What to produce> Your job with the data below is to output exactly the lines from the one holding "Where can you see the carport ceiling?" down to the one holding "Where can you see the shrub?", both included, and no others.

^^^^^^^^^^^^^^^^

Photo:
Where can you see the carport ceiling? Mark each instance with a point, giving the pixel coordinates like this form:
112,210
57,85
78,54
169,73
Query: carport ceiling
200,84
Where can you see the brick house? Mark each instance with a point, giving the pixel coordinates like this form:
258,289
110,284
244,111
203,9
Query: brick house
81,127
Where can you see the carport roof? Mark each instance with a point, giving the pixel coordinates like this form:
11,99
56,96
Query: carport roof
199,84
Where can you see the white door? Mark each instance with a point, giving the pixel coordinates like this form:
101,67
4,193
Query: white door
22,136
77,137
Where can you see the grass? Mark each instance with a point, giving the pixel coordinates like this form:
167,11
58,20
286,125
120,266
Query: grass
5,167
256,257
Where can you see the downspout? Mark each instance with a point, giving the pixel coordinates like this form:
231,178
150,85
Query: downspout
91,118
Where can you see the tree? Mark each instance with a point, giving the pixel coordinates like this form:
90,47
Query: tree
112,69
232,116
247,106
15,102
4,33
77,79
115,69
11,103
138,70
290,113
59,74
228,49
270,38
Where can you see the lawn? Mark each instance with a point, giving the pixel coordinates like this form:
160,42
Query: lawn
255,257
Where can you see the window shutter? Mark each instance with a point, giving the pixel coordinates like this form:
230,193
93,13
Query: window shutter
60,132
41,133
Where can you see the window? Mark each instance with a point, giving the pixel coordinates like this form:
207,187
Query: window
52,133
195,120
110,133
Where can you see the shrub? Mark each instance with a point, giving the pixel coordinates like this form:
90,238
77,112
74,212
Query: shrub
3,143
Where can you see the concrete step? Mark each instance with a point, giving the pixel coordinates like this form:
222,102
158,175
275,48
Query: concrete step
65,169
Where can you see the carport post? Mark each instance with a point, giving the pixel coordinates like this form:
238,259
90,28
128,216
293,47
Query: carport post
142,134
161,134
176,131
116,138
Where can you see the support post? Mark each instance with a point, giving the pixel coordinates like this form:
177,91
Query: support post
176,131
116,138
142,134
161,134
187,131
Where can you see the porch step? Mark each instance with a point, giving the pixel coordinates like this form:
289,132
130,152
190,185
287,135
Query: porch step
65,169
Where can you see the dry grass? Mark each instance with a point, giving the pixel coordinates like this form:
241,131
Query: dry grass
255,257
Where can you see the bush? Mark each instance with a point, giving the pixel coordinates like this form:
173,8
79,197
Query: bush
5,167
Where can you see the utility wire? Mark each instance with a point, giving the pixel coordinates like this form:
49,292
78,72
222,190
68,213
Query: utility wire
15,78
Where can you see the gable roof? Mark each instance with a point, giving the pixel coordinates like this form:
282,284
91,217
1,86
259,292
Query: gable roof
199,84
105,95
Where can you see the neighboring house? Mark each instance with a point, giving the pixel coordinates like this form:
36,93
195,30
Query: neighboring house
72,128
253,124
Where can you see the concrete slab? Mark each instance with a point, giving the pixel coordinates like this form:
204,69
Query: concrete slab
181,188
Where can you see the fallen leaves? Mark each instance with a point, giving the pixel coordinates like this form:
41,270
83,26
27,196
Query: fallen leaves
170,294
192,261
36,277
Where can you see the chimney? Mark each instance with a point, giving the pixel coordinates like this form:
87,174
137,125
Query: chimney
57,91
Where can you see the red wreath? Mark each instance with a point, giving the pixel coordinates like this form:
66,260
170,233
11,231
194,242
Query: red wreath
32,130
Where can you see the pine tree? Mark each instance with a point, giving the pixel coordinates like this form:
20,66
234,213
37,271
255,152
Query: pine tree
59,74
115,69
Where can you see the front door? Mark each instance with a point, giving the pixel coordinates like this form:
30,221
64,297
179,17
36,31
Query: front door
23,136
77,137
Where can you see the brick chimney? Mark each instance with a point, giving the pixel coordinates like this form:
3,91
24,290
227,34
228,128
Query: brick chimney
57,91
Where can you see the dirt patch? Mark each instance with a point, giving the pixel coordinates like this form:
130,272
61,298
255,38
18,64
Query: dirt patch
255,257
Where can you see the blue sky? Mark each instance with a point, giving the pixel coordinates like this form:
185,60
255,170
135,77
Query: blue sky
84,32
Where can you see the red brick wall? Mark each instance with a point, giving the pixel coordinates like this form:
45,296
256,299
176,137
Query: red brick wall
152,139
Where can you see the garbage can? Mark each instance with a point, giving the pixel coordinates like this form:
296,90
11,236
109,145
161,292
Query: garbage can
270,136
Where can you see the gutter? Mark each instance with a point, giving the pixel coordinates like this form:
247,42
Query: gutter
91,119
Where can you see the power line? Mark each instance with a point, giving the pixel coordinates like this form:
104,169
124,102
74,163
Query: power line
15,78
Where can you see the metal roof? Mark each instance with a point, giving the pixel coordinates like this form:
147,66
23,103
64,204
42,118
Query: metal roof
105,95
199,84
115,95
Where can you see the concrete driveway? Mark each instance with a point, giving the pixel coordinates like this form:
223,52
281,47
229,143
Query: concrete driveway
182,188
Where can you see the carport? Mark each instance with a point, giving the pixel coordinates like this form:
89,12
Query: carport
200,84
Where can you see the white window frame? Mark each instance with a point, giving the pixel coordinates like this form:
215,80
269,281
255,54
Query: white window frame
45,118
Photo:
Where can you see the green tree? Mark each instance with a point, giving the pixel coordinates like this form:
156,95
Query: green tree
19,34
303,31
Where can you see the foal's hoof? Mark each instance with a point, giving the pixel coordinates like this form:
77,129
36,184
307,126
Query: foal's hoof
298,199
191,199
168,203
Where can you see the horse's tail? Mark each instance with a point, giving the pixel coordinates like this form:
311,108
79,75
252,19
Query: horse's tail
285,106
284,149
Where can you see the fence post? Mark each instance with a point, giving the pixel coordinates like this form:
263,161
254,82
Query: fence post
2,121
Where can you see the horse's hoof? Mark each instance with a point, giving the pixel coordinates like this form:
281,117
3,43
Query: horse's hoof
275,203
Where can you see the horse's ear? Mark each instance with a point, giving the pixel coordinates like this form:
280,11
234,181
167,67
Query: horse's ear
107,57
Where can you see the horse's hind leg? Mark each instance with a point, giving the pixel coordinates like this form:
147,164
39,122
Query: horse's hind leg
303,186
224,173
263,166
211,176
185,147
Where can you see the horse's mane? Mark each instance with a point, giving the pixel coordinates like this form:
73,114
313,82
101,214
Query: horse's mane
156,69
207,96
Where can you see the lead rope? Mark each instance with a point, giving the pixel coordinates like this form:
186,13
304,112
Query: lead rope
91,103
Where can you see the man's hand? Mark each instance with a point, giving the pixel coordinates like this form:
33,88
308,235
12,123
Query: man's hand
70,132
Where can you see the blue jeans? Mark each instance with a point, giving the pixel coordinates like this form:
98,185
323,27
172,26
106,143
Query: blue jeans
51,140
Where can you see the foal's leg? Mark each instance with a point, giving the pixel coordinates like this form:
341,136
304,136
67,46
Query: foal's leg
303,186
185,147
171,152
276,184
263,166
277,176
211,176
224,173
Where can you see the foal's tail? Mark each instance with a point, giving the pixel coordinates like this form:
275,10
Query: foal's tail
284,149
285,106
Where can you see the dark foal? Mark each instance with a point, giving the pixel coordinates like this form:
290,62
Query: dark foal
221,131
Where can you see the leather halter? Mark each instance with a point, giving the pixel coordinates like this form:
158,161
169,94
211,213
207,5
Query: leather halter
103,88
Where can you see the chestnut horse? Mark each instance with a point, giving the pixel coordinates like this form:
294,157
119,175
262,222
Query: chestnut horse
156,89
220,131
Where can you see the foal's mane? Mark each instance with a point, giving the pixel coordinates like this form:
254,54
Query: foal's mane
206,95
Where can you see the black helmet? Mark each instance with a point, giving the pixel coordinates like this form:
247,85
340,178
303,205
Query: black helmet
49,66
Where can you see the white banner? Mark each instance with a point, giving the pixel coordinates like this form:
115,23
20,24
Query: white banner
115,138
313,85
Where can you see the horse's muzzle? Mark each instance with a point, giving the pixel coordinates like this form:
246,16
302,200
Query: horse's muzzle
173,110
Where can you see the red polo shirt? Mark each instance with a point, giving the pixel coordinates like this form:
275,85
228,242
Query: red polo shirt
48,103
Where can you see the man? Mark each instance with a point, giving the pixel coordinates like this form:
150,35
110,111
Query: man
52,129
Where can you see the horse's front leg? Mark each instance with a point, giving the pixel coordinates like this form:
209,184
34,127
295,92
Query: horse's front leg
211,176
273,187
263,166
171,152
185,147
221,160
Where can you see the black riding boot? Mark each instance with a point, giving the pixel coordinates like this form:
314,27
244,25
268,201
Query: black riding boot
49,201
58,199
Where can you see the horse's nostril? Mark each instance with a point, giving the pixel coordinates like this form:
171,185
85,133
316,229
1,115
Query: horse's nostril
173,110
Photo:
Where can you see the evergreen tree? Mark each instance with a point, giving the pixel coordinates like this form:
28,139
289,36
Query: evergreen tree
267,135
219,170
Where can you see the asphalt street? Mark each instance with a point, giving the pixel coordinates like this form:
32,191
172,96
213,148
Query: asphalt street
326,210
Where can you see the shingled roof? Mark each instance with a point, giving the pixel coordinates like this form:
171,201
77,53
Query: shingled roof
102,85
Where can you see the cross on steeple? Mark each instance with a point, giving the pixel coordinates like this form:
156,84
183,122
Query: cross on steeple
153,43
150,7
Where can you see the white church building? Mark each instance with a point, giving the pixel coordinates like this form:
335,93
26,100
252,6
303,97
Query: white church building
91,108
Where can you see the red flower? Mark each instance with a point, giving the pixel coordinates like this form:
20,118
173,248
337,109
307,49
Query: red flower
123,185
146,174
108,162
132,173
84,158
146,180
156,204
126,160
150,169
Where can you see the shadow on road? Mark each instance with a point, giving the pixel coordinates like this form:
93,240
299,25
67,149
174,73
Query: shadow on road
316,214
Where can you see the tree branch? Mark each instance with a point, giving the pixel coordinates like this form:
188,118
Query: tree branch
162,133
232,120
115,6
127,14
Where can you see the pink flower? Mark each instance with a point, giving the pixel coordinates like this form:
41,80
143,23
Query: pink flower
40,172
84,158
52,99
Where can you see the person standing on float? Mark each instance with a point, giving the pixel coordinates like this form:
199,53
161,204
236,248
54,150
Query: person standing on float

^^^^^^^^^^^^^^^^

Response below>
Where can you see the carport ceiling? Mark each instance with a point, giving the pixel coordinates like this form:
112,210
57,85
78,54
169,73
Query: carport ceiling
200,84
Where can you see the brick house? Mark each instance with a point, giving the pixel coordinates like this form:
258,289
110,284
244,111
203,9
Query: brick house
81,127
Where can you see the carport roof? Mark each instance with a point, giving the pixel coordinates like this form:
11,99
56,96
Query: carport roof
199,84
Where can you see the white door? Mark each instance with a point, giving the pixel coordinates like this form:
101,67
4,193
Query: white door
22,136
77,137
Where can you see the grass? Mark each instance with a point, giving the pixel coordinates like this form:
167,11
58,20
286,125
120,266
Query: grass
5,167
256,257
Where can you see the downspout? Mark each instance with a point, giving the pixel coordinates like this form:
231,178
150,85
Query: downspout
91,118
Where can you see the tree? Mark each instance with a point, giving the pixel coordinates like this form:
90,47
Query: tree
112,69
232,116
247,106
15,102
4,33
77,79
115,69
11,103
138,70
290,113
59,74
228,49
270,38
Where can you see the lawn? Mark each instance with a point, giving the pixel coordinates like this form:
160,42
Query: lawn
255,257
Where can you see the window shutter? Mark each instance with a point, giving the pixel coordinates like this form:
230,193
93,13
Query: window shutter
60,132
41,133
Where can you see the window? Mark each instance with a point, giving the pixel coordinates like this form:
207,187
Query: window
52,133
195,120
110,133
Where can you see the shrub? Mark each instance with a point, giving the pixel coordinates like this form:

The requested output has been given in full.